→ **Activity 1**
Answer these from the text about York University's Nursing Simulation Centre:
(a) Which ministry approved the proposal that kept the centre open during the pandemic?
(b) What did Kristine Pedernal improvise for her students?
(c) Who led the project called "Person-Centred Serious Games for Mental Health Education"?
→ **Activity 2**
Duplicate the part of the text about York University's Nursing Simulation Centre from "While other universities’" up to and including "visited the centre.".

[Exercise passage Boundary: Start]

While other universities’ labs were closing during the pandemic, York University’s Nursing Simulation Centre (NSC), which mimics a real-life healthcare setting in a controlled learning environment, remained open throughout – thanks to a proposal approved by the Ministry of Colleges and Universities and supported by the Faculty of Health.
By wearing full PPE and following all safety COVID-19 protocols, “none of our undergraduate students’ knowledge and skill development labs had to close – which was fabulous,” saysNSC Director, assistant professor Laura Nicholson. She estimates that over four semesters 11,760 students visited the centre.
Except for these NSC classes, COVID restrictions required all other courses to be moved online. Suddenly, instructors needed to find innovative ways to keep their students engaged …. and that’s exactly what they did.
As a welcome alternative to the monotony of digital breakout rooms, assistant professor Kristine Pedernal channeled her “inner techie” to improvise a virtual escape room scenario. Presented with a series of puzzles, students in her fourth-year lab on client-centred acute care had to solve patient problems cooperatively to “unlock” their online rooms.
A cross-institutional collaboration, funded by SSHRC research granted and led by associate professor Celina Da Silva, supported virtual simulation learning. Called “Person-Centred Serious Games for Mental Health Education”, the project’s design incorporates the lived experiences of persons with mental illness. This unique initiative helped students practice caring skills on patients from diverse social and cultural environments in simulated clinical scenarios.

[Exercise passage Boundary: End]
[Dataset entries Boundary: Start]

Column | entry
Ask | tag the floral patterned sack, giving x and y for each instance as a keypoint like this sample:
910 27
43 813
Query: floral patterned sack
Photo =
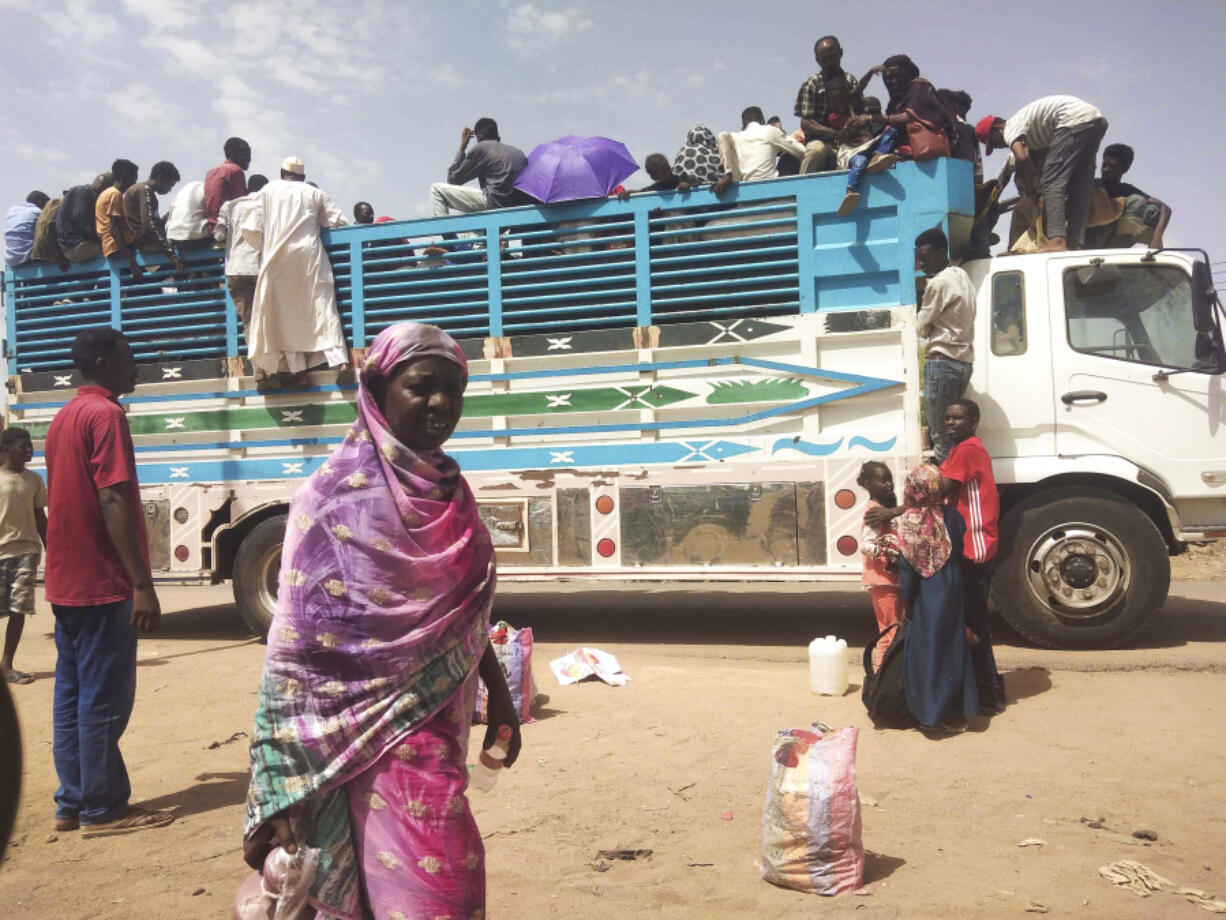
810 823
514 650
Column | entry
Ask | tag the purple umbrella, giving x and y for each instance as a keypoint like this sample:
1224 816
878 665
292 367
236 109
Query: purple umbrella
571 168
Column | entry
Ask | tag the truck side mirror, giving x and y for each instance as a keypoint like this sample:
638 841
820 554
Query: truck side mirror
1210 353
1203 297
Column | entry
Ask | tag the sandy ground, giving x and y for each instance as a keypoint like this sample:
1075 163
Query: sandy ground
677 761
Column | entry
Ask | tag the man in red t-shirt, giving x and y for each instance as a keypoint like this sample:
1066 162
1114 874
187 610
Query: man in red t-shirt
967 483
226 182
99 586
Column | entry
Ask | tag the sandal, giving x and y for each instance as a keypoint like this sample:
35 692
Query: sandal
135 820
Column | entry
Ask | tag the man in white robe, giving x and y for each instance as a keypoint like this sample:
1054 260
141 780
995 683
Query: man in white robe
294 322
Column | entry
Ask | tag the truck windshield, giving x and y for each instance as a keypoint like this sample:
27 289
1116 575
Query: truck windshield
1140 313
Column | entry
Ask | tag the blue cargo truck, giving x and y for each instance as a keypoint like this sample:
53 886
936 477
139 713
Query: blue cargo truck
682 388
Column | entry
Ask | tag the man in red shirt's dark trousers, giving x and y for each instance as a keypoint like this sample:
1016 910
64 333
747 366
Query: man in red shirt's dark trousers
967 483
227 182
99 586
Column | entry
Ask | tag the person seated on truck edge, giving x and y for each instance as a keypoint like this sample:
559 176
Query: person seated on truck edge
749 153
947 320
966 145
1144 218
185 218
699 157
858 146
912 98
113 229
19 227
141 211
243 260
76 222
662 176
1064 131
227 182
294 322
494 164
812 106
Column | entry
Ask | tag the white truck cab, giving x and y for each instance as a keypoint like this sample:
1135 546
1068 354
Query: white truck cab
1099 375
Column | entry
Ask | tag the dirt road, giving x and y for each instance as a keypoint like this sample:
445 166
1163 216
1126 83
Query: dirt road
677 762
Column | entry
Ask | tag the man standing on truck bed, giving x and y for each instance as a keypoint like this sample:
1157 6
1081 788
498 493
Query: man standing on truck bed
242 259
947 320
294 324
494 164
99 586
1063 133
226 182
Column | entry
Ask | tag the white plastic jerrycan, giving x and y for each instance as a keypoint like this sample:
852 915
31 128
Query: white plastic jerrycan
828 666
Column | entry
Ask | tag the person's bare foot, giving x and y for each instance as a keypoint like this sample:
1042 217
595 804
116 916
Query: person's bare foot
130 822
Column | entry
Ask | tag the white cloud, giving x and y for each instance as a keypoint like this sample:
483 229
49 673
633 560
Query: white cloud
531 30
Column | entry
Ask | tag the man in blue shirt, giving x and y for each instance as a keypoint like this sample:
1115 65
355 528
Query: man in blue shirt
19 227
76 225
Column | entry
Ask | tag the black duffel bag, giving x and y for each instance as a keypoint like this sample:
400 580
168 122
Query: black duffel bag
884 693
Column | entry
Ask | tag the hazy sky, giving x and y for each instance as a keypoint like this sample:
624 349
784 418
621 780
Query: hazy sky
373 93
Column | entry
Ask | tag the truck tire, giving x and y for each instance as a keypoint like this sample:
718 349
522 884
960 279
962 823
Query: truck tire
1080 568
256 571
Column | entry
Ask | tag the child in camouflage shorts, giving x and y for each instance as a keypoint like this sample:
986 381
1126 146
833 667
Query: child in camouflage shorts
22 535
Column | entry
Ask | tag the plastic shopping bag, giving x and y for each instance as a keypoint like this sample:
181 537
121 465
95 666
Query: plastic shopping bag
810 823
514 651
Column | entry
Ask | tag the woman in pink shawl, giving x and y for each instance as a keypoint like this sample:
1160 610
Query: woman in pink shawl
937 667
381 628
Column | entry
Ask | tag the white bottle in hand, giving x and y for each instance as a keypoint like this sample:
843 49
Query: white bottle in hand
491 761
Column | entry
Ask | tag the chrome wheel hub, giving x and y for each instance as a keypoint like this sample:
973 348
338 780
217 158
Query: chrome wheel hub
1078 569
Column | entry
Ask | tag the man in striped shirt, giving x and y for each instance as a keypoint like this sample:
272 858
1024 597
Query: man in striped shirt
967 483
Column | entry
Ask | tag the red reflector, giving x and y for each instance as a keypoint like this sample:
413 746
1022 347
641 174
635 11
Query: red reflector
847 545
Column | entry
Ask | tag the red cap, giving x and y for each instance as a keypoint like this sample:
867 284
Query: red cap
983 130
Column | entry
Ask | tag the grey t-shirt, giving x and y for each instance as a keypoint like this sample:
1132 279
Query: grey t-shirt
20 494
495 166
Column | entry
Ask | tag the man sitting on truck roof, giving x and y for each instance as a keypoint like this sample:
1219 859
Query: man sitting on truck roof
227 182
1144 218
1063 131
947 320
113 229
141 211
812 107
76 223
19 227
494 164
749 153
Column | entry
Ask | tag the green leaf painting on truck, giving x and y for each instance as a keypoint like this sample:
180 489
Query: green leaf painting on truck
780 389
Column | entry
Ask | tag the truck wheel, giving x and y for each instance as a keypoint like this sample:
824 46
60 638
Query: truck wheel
1080 568
256 569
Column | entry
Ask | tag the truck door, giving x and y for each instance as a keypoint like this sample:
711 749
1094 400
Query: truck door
1124 322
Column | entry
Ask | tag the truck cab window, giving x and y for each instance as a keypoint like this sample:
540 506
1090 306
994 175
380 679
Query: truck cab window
1138 313
1008 314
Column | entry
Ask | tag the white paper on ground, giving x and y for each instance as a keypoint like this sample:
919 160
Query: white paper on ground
584 663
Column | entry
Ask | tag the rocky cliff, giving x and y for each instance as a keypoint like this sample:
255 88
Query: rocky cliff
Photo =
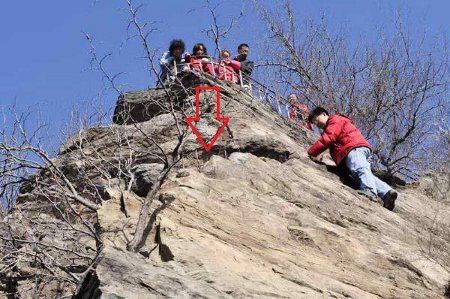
252 218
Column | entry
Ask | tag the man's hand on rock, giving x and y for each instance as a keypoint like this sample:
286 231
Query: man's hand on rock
318 159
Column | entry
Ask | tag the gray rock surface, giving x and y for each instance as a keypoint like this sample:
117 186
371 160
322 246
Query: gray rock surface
252 218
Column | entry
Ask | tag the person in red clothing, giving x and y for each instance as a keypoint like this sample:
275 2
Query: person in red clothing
347 145
299 112
228 68
199 59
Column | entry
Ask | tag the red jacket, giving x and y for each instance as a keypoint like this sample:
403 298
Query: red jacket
299 113
229 71
200 63
340 136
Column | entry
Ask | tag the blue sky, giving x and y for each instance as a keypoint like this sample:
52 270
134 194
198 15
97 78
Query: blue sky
44 57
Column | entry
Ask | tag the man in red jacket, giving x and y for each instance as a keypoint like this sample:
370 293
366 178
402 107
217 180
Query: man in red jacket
347 145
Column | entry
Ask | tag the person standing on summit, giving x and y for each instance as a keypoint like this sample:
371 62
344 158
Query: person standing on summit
247 66
347 145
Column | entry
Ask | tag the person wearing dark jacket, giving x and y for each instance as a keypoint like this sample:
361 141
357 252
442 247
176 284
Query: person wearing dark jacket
228 68
247 66
347 145
172 60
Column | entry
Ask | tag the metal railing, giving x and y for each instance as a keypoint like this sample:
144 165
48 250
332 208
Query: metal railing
275 101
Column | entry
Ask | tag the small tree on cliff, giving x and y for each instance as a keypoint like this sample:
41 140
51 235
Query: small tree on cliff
394 90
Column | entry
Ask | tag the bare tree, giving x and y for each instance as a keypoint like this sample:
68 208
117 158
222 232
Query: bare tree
392 90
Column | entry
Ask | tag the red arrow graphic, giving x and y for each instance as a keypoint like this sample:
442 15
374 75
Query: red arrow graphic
191 120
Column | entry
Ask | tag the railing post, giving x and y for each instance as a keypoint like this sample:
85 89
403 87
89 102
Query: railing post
240 78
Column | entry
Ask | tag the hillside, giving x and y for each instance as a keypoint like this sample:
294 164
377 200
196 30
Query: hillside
252 218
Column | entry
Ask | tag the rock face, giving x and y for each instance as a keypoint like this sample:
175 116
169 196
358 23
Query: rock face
252 218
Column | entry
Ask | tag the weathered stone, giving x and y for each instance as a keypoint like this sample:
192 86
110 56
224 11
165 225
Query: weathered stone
252 218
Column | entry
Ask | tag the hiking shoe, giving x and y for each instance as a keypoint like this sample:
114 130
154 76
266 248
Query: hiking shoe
368 194
389 199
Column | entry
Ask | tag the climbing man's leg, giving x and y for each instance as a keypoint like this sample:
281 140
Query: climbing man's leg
358 164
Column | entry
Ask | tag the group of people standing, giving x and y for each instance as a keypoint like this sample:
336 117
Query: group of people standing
348 147
177 60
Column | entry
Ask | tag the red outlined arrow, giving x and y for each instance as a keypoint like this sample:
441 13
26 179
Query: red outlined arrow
190 120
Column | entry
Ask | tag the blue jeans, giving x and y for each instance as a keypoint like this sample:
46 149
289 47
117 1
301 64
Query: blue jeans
358 163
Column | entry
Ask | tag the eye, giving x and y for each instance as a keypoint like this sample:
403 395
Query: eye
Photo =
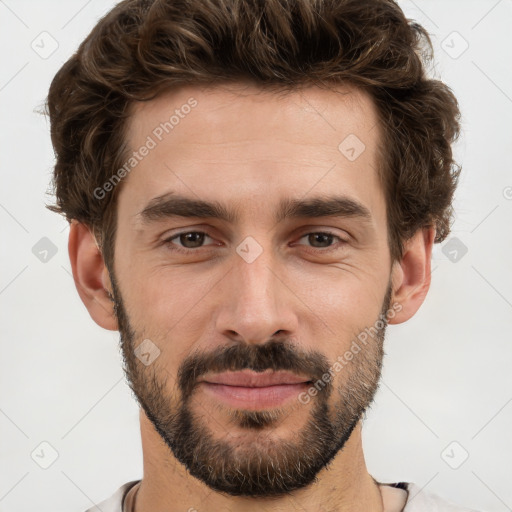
189 240
323 240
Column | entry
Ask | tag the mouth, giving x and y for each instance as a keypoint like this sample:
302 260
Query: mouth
251 390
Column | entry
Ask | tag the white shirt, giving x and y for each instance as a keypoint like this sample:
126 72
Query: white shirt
399 497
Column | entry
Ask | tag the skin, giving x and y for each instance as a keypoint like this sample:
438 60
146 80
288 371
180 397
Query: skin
248 149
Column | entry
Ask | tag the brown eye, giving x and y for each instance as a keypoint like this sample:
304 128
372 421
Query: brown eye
322 239
188 240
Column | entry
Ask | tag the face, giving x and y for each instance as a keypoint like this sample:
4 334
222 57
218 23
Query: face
250 244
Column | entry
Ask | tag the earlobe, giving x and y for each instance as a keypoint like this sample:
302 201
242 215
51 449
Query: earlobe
90 275
411 276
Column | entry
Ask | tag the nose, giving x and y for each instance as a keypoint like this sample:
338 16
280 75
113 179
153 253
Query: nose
256 302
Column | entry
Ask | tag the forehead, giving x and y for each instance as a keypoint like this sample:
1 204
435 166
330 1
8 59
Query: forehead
241 143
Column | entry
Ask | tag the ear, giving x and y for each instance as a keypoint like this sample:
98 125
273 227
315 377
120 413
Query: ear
91 275
411 276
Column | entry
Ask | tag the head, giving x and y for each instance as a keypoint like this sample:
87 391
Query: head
306 151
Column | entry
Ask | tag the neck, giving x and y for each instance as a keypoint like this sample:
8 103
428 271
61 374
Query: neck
344 486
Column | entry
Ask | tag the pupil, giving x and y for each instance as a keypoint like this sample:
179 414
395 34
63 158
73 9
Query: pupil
194 238
313 238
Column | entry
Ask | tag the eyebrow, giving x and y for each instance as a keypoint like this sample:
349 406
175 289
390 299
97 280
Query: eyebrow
172 205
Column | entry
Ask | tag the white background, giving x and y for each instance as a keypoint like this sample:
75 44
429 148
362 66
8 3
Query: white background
447 373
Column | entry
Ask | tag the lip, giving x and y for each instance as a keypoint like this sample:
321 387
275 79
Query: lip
251 379
252 391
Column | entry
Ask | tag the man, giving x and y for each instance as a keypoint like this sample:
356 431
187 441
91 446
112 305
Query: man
254 189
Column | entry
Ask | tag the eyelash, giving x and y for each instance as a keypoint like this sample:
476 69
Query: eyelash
168 242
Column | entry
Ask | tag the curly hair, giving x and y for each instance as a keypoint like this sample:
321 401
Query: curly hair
142 48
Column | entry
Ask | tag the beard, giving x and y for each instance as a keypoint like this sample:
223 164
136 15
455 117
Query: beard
262 464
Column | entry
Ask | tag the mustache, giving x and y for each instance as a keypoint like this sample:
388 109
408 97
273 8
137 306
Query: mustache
273 355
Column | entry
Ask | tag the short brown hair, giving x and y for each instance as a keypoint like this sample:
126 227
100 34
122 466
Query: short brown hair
144 47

[Dataset entries Boundary: End]

→ **Answer 1**
(a) The Ministry of Colleges and Universities
(b) A virtual escape room scenario
(c) Associate professor Celina Da Silva

→ **Answer 2**
While other universities’ labs were closing during the pandemic, York University’s Nursing Simulation Centre (NSC), which mimics a real-life healthcare setting in a controlled learning environment, remained open throughout – thanks to a proposal approved by the Ministry of Colleges and Universities and supported by the Faculty of Health.
By wearing full PPE and following all safety COVID-19 protocols, “none of our undergraduate students’ knowledge and skill development labs had to close – which was fabulous,” saysNSC Director, assistant professor Laura Nicholson. She estimates that over four semesters 11,760 students visited the centre.